Collected data

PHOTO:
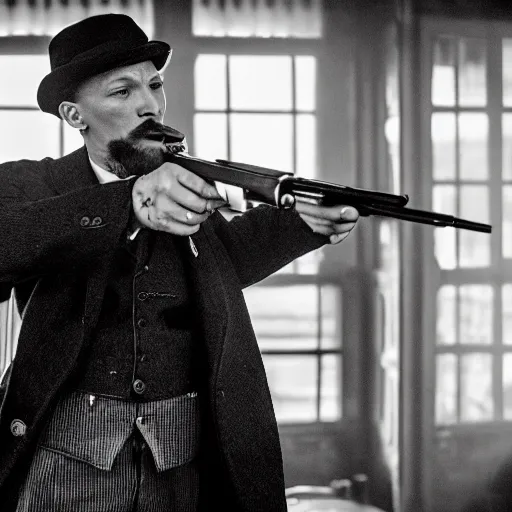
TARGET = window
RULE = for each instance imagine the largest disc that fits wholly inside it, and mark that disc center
(258, 105)
(260, 110)
(26, 132)
(471, 178)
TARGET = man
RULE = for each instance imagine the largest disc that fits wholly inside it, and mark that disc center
(137, 382)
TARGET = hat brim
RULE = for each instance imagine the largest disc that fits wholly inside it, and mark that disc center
(60, 84)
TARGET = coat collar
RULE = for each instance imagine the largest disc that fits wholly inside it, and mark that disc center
(73, 171)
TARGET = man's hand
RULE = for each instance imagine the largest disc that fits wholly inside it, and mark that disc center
(334, 221)
(174, 200)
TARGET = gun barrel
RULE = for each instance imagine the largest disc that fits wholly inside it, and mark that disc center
(423, 217)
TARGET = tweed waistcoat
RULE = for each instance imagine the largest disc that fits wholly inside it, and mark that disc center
(144, 346)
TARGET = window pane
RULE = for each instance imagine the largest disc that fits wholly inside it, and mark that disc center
(507, 386)
(443, 146)
(305, 83)
(245, 129)
(28, 134)
(476, 314)
(306, 146)
(446, 315)
(20, 76)
(250, 18)
(308, 264)
(330, 317)
(506, 304)
(443, 73)
(293, 383)
(476, 398)
(444, 201)
(472, 72)
(507, 72)
(446, 389)
(475, 248)
(210, 82)
(260, 83)
(507, 146)
(210, 136)
(507, 221)
(330, 393)
(72, 139)
(473, 134)
(300, 317)
(284, 317)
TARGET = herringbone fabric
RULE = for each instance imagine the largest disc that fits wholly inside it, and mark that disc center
(105, 455)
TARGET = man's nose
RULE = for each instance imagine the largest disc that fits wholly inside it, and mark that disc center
(149, 105)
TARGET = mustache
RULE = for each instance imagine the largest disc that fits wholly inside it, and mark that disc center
(153, 130)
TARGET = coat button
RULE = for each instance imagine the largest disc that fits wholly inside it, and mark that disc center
(18, 428)
(139, 387)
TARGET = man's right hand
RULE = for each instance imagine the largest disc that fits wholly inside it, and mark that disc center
(174, 200)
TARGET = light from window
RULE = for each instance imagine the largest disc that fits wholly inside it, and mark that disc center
(210, 82)
(444, 136)
(507, 386)
(260, 110)
(298, 329)
(507, 71)
(443, 72)
(20, 77)
(262, 139)
(472, 72)
(72, 139)
(257, 18)
(473, 144)
(28, 134)
(446, 389)
(506, 317)
(465, 318)
(476, 397)
(507, 146)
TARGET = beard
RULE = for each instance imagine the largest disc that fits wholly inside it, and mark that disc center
(129, 157)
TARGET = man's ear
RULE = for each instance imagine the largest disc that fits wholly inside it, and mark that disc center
(69, 112)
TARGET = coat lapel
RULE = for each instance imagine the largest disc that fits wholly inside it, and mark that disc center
(73, 171)
(209, 292)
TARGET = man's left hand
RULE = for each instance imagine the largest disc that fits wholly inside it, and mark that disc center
(336, 222)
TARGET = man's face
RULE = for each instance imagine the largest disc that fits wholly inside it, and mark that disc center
(115, 103)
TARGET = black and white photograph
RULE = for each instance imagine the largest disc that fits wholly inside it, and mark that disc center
(255, 256)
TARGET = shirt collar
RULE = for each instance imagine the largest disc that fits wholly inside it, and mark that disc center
(103, 175)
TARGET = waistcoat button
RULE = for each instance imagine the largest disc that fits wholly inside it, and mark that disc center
(18, 428)
(139, 387)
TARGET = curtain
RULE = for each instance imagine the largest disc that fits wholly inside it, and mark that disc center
(257, 18)
(47, 17)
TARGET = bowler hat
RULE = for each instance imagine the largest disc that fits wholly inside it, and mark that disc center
(93, 46)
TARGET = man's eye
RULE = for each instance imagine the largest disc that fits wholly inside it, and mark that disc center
(121, 92)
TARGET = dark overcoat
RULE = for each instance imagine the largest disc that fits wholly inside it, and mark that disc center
(59, 230)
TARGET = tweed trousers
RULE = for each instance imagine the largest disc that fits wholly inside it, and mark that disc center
(107, 455)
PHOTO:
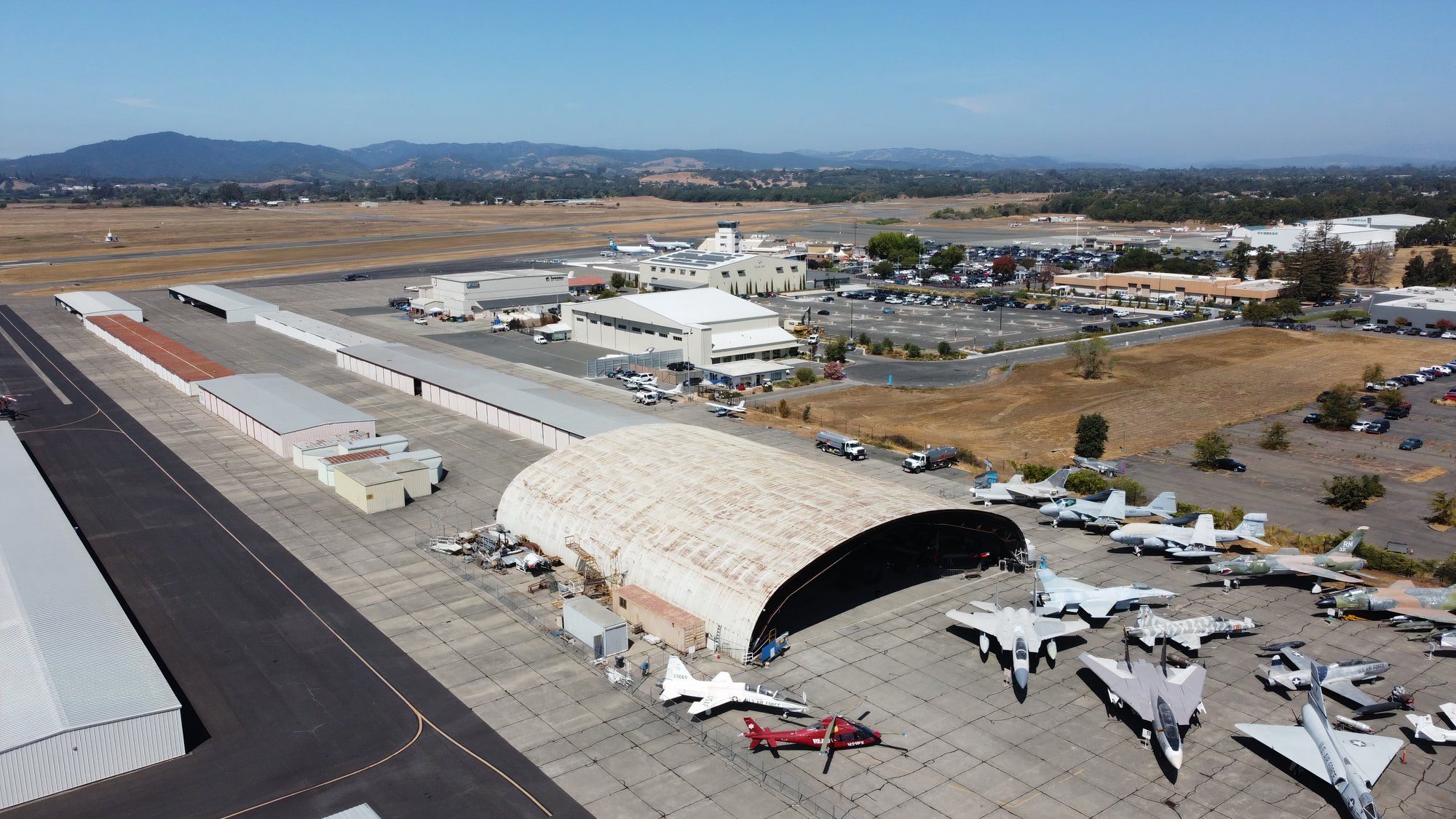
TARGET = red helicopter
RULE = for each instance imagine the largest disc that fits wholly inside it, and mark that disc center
(844, 732)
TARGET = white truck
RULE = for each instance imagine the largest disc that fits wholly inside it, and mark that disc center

*What you need to do*: Reproduce word for word the lines from the line with "TARGET = tweed trousers" to the end of the entries above, both included, but leave the pictures out.

*Response box*:
TARGET = tweed trousers
RULE = for each instance imagine the largest disc that fits wholly inside it, and mark that disc center
(107, 455)
PHOTO:
TARGET = red helicopter
RULE = for each instance imagine the largest disc that fits wholly inside it, and mark that disc center
(844, 732)
TARGET = white truck
RULE = for each instance imagine the largest disc that fits wholly inside it, and mark that disc center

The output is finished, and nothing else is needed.